#### Textauszug

Schon seit Jahren wird prophezeit, das Internet werde auch die Fernsehbranche umpflügen – doch bisher ist auf den ersten Blick nur wenig von einer Revolution zu erkennen. Allein die Superquote von „Wetten, dass . .?“ am vergangenen Wochenende und die Zuschauermassen bei Sport-Events wie Olympia oder Fußball-WM belegen: Das Fernsehen wird von vielen Menschen akzeptiert, so wie es ist. Doch zugleich ist im Internet eine eigene neue Videowelt entstanden, und die Google-Plattform YouTube ist heute auch so etwas wie ein Fernsehanbieter: Ihre „Originalkanäle“, die bald in Deutschland online gehen, sind nichts anderes als Spartensender.

########

Als was bezeichnet der Textauszug die „Originalkanäle“ von YouTube? Stütze dich allein auf den Textauszug.

#### Datenauszüge

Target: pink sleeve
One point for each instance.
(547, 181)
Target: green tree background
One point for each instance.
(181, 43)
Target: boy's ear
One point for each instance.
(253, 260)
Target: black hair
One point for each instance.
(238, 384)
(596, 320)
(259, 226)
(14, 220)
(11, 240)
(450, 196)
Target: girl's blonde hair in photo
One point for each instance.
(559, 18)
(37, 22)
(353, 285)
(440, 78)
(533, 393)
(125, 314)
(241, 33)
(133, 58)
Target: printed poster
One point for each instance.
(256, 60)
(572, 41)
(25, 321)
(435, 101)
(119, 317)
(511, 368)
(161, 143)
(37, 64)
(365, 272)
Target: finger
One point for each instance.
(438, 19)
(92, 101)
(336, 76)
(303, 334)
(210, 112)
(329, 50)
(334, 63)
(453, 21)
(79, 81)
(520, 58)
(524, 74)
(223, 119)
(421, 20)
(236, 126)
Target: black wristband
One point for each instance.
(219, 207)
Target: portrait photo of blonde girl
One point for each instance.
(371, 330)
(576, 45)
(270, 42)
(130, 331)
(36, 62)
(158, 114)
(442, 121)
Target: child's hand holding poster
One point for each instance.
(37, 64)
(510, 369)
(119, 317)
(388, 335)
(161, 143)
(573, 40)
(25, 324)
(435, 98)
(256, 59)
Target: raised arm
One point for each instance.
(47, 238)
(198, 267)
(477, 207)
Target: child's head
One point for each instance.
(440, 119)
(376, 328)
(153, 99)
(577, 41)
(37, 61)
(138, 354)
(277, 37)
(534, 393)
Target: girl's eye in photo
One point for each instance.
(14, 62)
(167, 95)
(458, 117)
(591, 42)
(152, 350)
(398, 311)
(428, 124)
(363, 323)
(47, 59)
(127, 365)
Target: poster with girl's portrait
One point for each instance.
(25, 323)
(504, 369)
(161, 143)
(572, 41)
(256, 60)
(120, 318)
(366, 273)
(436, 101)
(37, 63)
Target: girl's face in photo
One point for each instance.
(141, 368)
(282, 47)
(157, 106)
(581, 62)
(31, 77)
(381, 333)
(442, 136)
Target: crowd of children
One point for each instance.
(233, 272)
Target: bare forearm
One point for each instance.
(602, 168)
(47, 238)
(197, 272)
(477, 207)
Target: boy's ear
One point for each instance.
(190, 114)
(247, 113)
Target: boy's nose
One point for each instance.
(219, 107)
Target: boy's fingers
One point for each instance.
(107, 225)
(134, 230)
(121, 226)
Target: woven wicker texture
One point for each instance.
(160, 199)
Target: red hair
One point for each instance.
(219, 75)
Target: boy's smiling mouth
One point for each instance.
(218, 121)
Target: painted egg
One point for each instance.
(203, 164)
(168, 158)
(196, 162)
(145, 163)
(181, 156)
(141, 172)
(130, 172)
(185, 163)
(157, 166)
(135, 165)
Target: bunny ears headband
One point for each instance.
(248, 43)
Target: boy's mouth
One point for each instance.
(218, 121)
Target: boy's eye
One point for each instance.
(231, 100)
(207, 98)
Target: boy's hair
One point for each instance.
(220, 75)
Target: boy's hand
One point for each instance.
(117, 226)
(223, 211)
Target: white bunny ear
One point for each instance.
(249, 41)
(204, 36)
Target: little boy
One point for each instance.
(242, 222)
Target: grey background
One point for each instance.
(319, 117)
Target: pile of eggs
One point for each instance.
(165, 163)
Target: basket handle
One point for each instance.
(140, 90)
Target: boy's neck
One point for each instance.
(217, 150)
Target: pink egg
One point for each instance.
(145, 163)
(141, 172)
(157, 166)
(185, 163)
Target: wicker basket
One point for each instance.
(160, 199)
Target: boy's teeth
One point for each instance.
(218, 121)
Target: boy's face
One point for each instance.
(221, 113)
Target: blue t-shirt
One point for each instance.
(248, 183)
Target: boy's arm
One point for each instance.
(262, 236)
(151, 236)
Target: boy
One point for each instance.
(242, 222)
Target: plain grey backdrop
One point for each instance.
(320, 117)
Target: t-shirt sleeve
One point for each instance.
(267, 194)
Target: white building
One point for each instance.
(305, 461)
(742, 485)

########

Antwort = Als nichts anderes als Spartensender.